**EXERCISE REQUIREMENTS**
Look through the data below. Show each line where the string "sign" occurs.
== Segment start ==
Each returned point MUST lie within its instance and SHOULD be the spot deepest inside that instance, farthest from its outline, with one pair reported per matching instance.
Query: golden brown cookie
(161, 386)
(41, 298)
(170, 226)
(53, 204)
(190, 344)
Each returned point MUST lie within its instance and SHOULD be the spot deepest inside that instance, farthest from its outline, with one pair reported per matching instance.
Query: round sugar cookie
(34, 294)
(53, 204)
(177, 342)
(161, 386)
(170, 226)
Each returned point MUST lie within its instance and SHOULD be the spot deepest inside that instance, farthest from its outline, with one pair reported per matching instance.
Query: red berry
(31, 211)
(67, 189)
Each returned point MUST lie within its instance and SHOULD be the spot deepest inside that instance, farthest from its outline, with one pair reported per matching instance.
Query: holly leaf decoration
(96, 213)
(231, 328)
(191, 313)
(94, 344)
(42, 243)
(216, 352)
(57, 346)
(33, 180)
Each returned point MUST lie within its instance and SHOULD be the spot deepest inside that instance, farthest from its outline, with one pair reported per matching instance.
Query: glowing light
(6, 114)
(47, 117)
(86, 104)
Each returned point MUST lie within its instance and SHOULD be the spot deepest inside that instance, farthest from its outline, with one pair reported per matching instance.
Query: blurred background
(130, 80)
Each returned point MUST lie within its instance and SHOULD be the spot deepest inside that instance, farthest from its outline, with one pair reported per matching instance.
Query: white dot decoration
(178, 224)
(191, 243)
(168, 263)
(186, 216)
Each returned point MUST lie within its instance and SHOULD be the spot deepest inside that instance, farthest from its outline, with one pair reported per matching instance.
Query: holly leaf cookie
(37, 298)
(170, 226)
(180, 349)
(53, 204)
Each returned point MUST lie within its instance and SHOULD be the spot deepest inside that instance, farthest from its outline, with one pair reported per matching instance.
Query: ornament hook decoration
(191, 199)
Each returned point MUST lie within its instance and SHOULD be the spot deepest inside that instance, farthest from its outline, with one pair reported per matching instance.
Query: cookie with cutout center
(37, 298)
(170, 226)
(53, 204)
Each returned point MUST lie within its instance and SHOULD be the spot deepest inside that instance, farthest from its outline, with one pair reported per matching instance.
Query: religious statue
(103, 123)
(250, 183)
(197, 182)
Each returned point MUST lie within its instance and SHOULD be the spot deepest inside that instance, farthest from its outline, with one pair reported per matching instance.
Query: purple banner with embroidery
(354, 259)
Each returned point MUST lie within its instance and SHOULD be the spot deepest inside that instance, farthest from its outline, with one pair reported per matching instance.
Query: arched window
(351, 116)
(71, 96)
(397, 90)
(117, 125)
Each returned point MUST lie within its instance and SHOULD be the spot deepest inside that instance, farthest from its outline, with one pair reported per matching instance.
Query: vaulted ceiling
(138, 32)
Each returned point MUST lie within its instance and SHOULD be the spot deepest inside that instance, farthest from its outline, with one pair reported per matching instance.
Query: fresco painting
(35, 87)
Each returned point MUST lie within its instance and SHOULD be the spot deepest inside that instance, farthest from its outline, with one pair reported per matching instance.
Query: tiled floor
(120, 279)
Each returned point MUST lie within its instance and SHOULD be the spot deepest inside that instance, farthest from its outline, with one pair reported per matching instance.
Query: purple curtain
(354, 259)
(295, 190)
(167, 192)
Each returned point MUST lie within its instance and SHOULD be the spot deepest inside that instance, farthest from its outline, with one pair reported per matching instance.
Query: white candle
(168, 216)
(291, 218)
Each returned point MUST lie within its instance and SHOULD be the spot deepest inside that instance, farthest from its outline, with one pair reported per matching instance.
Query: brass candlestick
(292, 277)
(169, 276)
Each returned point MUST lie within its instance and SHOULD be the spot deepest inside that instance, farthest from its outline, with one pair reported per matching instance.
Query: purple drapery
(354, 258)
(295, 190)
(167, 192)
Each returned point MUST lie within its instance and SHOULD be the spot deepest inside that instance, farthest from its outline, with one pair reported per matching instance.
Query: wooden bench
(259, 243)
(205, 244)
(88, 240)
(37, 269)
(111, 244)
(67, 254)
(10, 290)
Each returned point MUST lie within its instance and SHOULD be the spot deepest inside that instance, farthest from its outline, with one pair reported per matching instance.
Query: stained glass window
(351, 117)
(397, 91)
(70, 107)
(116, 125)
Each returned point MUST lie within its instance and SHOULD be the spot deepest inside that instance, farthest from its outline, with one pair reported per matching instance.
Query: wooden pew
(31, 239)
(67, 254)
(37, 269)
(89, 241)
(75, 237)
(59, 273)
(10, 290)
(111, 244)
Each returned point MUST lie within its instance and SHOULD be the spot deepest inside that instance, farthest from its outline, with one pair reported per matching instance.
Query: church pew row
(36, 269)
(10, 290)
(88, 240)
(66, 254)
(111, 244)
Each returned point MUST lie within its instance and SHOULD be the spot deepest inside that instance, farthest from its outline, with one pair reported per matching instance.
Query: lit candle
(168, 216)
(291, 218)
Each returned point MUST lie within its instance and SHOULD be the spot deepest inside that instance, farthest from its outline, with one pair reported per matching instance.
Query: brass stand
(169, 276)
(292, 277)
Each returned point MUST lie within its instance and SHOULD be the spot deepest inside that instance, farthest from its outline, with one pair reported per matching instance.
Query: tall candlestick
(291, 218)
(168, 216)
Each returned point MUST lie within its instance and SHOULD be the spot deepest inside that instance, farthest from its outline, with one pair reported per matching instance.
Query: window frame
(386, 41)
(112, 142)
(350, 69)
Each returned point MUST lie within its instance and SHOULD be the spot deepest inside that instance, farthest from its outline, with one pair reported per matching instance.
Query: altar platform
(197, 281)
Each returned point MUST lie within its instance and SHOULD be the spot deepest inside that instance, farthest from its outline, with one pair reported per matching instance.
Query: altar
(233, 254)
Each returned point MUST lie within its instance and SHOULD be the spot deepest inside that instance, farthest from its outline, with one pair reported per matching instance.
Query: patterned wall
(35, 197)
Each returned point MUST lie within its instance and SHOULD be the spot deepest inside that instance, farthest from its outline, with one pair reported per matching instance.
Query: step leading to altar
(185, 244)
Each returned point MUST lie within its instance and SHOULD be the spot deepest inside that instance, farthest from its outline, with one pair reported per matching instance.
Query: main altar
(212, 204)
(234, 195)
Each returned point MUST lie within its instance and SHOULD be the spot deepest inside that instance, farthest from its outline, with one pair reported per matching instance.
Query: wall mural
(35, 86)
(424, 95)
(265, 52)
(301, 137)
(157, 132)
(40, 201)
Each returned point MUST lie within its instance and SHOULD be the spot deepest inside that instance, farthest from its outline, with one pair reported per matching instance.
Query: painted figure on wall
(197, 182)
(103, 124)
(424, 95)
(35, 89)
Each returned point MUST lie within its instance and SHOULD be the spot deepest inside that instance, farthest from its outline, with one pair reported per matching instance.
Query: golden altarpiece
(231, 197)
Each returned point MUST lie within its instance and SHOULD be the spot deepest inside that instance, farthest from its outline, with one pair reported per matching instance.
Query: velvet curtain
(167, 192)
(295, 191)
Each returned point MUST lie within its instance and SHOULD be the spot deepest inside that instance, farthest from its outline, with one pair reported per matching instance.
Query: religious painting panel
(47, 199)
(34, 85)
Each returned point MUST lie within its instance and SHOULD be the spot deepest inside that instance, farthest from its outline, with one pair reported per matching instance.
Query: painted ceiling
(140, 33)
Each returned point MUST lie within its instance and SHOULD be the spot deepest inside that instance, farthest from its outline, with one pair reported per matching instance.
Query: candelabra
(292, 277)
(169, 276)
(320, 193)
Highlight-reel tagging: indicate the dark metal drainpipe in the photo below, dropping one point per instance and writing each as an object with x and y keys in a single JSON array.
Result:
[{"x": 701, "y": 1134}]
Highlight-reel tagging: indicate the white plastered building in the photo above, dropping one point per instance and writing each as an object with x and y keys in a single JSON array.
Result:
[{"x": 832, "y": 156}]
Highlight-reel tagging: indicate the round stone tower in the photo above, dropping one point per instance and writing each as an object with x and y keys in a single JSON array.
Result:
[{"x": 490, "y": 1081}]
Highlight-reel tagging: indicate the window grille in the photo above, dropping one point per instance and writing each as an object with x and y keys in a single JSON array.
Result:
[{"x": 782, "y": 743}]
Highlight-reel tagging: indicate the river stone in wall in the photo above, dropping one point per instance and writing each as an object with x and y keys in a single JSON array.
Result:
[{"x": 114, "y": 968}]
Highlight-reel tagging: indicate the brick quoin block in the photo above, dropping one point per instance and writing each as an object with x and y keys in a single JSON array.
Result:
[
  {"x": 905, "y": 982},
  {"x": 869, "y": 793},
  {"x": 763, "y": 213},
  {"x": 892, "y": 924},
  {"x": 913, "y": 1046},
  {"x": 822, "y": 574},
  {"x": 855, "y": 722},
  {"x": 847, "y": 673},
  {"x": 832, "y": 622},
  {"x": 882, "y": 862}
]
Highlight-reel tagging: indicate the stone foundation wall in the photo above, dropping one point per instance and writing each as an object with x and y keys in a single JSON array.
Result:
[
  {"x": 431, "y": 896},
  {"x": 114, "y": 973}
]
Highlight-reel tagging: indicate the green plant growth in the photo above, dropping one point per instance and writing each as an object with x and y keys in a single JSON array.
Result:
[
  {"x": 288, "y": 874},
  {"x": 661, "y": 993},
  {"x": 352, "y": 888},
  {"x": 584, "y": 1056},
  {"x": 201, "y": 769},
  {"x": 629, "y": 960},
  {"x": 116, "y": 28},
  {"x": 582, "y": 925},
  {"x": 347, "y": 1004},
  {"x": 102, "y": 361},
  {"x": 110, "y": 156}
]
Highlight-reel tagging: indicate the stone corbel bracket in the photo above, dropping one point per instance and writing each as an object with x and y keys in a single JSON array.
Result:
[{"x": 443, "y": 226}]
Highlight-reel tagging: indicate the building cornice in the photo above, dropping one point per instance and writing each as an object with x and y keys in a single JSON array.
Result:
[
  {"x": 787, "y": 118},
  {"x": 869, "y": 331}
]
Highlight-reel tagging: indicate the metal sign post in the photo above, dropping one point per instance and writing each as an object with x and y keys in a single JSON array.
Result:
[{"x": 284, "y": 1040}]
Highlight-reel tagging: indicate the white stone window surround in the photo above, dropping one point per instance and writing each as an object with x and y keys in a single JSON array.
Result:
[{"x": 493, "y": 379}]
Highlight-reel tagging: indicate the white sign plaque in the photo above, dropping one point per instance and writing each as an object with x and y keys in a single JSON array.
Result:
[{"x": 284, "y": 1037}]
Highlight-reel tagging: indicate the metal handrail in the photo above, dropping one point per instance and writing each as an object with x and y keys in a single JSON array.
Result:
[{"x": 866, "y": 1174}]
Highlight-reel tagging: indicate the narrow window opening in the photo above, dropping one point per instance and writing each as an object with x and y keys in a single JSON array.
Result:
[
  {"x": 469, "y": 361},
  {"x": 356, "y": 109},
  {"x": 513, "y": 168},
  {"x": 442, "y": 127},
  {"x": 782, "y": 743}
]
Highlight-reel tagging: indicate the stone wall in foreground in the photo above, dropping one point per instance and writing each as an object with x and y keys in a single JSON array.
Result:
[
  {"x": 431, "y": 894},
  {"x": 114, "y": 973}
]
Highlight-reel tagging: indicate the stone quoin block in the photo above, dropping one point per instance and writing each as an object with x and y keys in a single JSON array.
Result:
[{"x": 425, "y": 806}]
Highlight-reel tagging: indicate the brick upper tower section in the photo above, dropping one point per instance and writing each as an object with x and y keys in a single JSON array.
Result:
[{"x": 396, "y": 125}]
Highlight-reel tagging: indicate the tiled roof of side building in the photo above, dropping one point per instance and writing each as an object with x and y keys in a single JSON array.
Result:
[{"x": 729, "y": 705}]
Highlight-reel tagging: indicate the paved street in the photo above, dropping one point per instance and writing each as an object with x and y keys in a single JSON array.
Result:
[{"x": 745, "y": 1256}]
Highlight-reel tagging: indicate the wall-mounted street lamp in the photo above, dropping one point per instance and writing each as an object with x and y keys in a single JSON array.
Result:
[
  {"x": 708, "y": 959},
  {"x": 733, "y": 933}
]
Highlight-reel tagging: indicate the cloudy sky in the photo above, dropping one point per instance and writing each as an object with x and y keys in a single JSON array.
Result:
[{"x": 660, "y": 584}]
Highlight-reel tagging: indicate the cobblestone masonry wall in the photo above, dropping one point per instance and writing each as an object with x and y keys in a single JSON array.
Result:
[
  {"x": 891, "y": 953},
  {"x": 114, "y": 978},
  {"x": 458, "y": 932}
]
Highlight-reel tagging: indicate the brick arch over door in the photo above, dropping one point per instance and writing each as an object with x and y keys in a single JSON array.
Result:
== Segment end ==
**TASK OUTPUT**
Highlight-reel tagging: indicate the metal sign post in the photo above, dropping one point per instance and writing each as an object with x and y keys in a single JSON array.
Highlight-reel tagging: indicate the white sign plaque in the photo above, dropping one point per instance and writing each as an object with x and y keys in a single JSON array.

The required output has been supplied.